┌────────
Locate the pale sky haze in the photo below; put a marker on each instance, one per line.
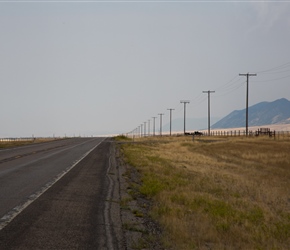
(102, 67)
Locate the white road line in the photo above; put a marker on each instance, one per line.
(7, 218)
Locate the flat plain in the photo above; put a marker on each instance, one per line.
(216, 192)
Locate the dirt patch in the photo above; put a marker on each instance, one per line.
(139, 230)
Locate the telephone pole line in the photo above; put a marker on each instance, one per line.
(154, 125)
(141, 130)
(148, 127)
(247, 101)
(161, 123)
(184, 102)
(144, 129)
(170, 118)
(208, 97)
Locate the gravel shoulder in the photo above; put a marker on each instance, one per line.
(139, 231)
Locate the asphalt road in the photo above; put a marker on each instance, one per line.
(54, 196)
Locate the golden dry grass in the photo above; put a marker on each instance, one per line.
(217, 193)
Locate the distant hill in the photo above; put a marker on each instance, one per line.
(263, 113)
(191, 124)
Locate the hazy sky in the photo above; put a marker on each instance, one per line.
(99, 67)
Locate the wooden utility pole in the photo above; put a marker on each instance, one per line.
(170, 118)
(184, 102)
(161, 123)
(208, 97)
(247, 101)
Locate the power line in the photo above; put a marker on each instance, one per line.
(170, 118)
(161, 123)
(184, 102)
(154, 117)
(247, 99)
(208, 97)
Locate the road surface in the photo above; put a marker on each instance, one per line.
(57, 196)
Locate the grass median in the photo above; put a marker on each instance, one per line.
(216, 193)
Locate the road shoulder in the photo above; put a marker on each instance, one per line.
(138, 229)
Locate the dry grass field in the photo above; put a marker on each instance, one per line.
(13, 144)
(216, 192)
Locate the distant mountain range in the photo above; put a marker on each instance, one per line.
(192, 124)
(263, 113)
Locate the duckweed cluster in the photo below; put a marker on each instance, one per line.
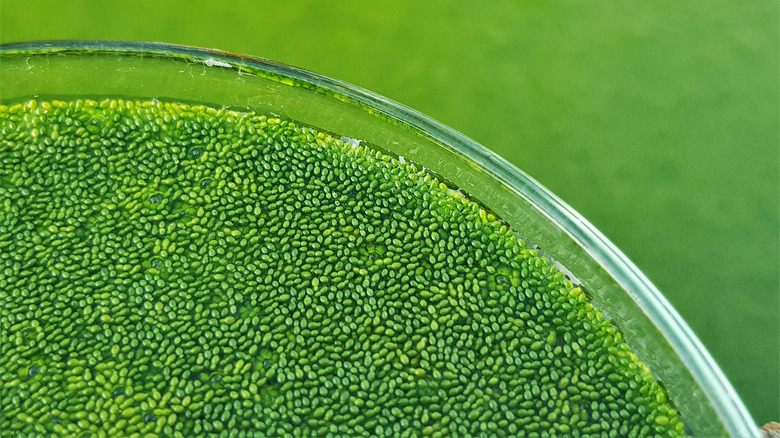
(174, 270)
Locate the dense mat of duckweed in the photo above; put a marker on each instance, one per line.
(175, 270)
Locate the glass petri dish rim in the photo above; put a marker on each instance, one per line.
(716, 387)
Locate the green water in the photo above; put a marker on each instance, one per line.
(658, 122)
(183, 270)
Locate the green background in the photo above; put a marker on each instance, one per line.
(658, 121)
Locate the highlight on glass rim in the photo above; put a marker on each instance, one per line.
(176, 264)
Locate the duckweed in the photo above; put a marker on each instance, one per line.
(175, 270)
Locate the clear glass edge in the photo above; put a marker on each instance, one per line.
(718, 390)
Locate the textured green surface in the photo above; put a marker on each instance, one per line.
(657, 121)
(179, 270)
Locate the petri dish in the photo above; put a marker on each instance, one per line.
(69, 70)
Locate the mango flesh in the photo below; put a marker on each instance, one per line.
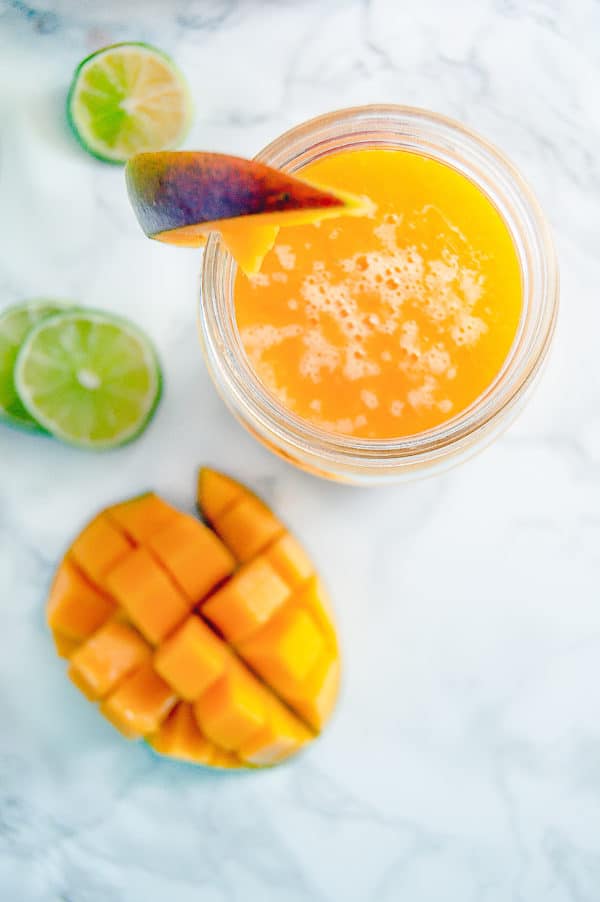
(179, 197)
(213, 642)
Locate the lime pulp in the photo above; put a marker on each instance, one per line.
(89, 378)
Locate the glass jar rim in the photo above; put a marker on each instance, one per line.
(437, 136)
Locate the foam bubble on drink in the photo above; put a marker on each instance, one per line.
(436, 359)
(285, 255)
(320, 355)
(369, 399)
(258, 279)
(467, 329)
(258, 339)
(423, 395)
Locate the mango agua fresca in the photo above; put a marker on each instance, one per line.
(389, 324)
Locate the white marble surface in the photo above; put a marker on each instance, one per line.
(464, 762)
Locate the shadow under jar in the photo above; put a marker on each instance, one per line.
(366, 461)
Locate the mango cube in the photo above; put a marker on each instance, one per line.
(247, 527)
(114, 651)
(75, 608)
(247, 601)
(141, 517)
(98, 548)
(147, 594)
(191, 659)
(314, 702)
(179, 737)
(285, 650)
(232, 710)
(193, 555)
(140, 704)
(281, 736)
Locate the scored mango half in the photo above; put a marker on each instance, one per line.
(180, 197)
(213, 641)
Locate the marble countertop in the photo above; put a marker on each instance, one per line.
(464, 762)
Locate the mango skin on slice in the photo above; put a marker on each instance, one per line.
(215, 643)
(179, 197)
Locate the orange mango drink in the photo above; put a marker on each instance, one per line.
(390, 324)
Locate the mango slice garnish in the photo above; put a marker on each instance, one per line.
(213, 641)
(180, 197)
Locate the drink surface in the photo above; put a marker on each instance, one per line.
(386, 325)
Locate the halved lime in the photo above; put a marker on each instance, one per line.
(15, 323)
(128, 98)
(89, 378)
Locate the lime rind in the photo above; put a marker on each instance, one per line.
(58, 387)
(18, 320)
(100, 149)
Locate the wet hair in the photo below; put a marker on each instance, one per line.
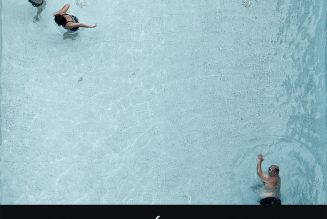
(60, 20)
(276, 169)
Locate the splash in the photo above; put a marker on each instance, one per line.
(246, 3)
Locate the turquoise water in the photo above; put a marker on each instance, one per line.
(165, 102)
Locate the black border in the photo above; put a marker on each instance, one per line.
(164, 211)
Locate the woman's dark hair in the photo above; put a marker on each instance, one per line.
(60, 20)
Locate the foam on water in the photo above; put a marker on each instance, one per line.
(163, 102)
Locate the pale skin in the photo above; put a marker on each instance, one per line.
(71, 25)
(272, 180)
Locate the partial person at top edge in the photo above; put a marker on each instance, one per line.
(67, 21)
(270, 194)
(40, 5)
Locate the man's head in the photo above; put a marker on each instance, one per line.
(273, 170)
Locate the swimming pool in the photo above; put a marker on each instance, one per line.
(165, 102)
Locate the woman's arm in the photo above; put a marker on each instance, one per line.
(72, 25)
(63, 10)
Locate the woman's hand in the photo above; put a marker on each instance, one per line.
(260, 158)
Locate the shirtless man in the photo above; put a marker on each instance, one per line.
(271, 191)
(40, 5)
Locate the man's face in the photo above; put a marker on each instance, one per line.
(273, 170)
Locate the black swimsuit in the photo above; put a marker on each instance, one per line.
(74, 20)
(36, 4)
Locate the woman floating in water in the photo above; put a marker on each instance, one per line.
(40, 5)
(69, 22)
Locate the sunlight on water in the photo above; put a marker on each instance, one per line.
(164, 102)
└────────
-- Required work --
Omit the pictures and reproduce the listing exactly.

-- Solution --
Locate the pale sky haze in the photo below; put a marker on each instance, one per line.
(102, 67)
Locate the white road line in the photo above; put a marker on each instance, one per line.
(7, 218)
Locate the flat plain in the photo above; put a marker on each instance, one per line.
(216, 192)
Locate the dirt patch in the photo above; put a marker on each instance, one per line.
(139, 230)
Locate the telephone pole line in the photo above; put a marker on each instance, one per line.
(154, 125)
(141, 130)
(148, 127)
(247, 101)
(161, 123)
(184, 102)
(144, 129)
(170, 118)
(208, 97)
Locate the gravel shoulder in the photo above; put a marker on each instance, one per line.
(139, 231)
Locate the asphalt road in the photo above; put a marker on each instance, one per line.
(54, 196)
Locate the golden dry grass in the photo above; put a marker on each instance, one per line.
(217, 193)
Locate the distant hill in the photo above; put a marker on each instance, one per line.
(263, 113)
(191, 124)
Locate the hazy sky in the photo above; put a marker on each instance, one per line.
(99, 67)
Locate the wooden utility pole in the photo above; put a marker on each instance, one per line.
(170, 118)
(184, 102)
(161, 123)
(208, 97)
(247, 101)
Locate the power line in the photo above; put a marker on each instance, one per line.
(170, 118)
(161, 123)
(184, 102)
(154, 117)
(247, 99)
(208, 97)
Locate the road surface in the photo above; put a marker on each instance, one per line.
(57, 196)
Locate the grass median in the photo above; put a marker on each instance, one per line.
(216, 193)
Locate the road shoulder in the photo above; put a marker on each instance, one per line.
(138, 229)
Locate the dry grass field in the photo above; put a marker on each instance, one per line.
(13, 144)
(216, 192)
Locate the distant mountain range in the photo above; put a marker on each instance, one per line.
(192, 124)
(263, 113)
Locate the duckweed cluster in the photo below; put a marker on each instance, one per line.
(174, 270)
Locate the dense mat of duckweed in the photo above; put a marker on each instance, one per line.
(175, 270)
Locate the glass petri dish rim in the photo above; put a marker on each instance, one per line.
(716, 387)
Locate the green water in the photo above; put a marker on each instance, one per line.
(658, 122)
(183, 270)
Locate the green background in the photo above; put a marker on each instance, one per line.
(658, 121)
Locate the highlight on glass rim in the photo above; put a marker on each instance, one per line.
(176, 264)
Locate the duckweed in the photo above; put a marker on each instance, one per line.
(175, 270)
Locate the clear glass edge in the photo above; put a marker on each instance, one per line.
(718, 390)
Locate the textured green surface in the photo above; put a marker on each instance, one per line.
(657, 121)
(179, 270)
Locate the petri dish in the photo above; put a marker on each instance, one per line.
(69, 70)
Locate the mango flesh in the photo below; put a marker on each instance, one per line.
(179, 197)
(213, 642)
Locate the lime pulp in the photo above; put a marker on each instance, one per line.
(89, 378)
Locate the glass jar rim in the photo above; put a marker on each instance, one per line.
(437, 136)
Locate the foam bubble on drink in the photo above; put a marker on each instance, one per line.
(436, 359)
(285, 255)
(320, 355)
(369, 399)
(258, 279)
(467, 329)
(258, 339)
(423, 395)
Locate the mango agua fresca in the photo above; put a marker on each instance, one per line.
(389, 324)
Locate the white marble surface in the photo above; put a marker on each instance, one per line.
(464, 762)
Locate the shadow under jar in the photo above; put a marker on each instance, one per line.
(366, 461)
Locate the mango cube in the photo above; put a marker on each instance, one per line.
(247, 527)
(114, 651)
(75, 608)
(247, 601)
(141, 517)
(98, 548)
(147, 594)
(191, 659)
(314, 702)
(179, 737)
(285, 650)
(232, 710)
(193, 555)
(140, 704)
(281, 736)
Locate the scored mango half in the photo above; put a marker on each instance, one per line.
(180, 197)
(213, 641)
Locate the marble countertop in the photo above; put a marker on each instance, one per line.
(464, 762)
Locate the mango skin on slice in the photo above; put a marker on each instance, one per line.
(215, 643)
(179, 197)
Locate the orange mango drink in the photo above; put a marker on each instance, one per line.
(390, 324)
Locate the mango slice garnish in the photo above; put a marker on each instance, one per line.
(213, 641)
(180, 197)
Locate the drink surface in the photo above; put a marker on each instance, one per line.
(386, 325)
Locate the halved lime in the photo above; put a marker on each instance, one per line.
(15, 323)
(128, 98)
(89, 378)
Locate the lime rind in the photo above; put a marker on each instance, one per line.
(58, 387)
(18, 320)
(100, 149)
Locate the wet hair in the photo below; put a marker on each instance, one per line.
(60, 20)
(276, 169)
Locate the splash in the photo above; put a marker on each instance, one per line.
(246, 3)
Locate the turquoise water in the photo above; put a marker on each instance, one per line.
(165, 102)
Locate the black border in the photo above; put a marker on each instance, one per line.
(164, 211)
Locate the woman's dark hair in the photo above; put a marker on each instance, one per line.
(60, 20)
Locate the foam on water in the photo above; put a marker on each instance, one per line.
(163, 102)
Locate the pale skin in the photo above; put a marker on each instance, one per line.
(71, 25)
(272, 180)
Locate the partial person at top edge in the photo above; put a marker on each instance, one per line.
(67, 21)
(270, 194)
(40, 5)
Locate the man's head in the photo above; put a marker on each instance, one per line.
(273, 170)
Locate the swimming pool in the photo above; put a marker on each instance, one per line.
(165, 102)
Locate the woman's arm in the photo above; put a marker on each instance, one per line.
(72, 25)
(63, 10)
Locate the woman's hand in the photo above; put a marker on each instance, one per line.
(260, 158)
Locate the shirtless man in the photo above; put a marker on each instance, one per line.
(271, 191)
(40, 5)
Locate the man's face in the photo above; put a marker on each instance, one per line.
(273, 170)
Locate the black swimsuit in the photo above; put a marker on each instance, one per line.
(74, 20)
(36, 4)
Locate the woman floating in water in the photo above; put a marker on each instance, one per line.
(40, 5)
(69, 22)
Locate the sunlight on water in the photo above; put a marker on each instance, one per line.
(164, 102)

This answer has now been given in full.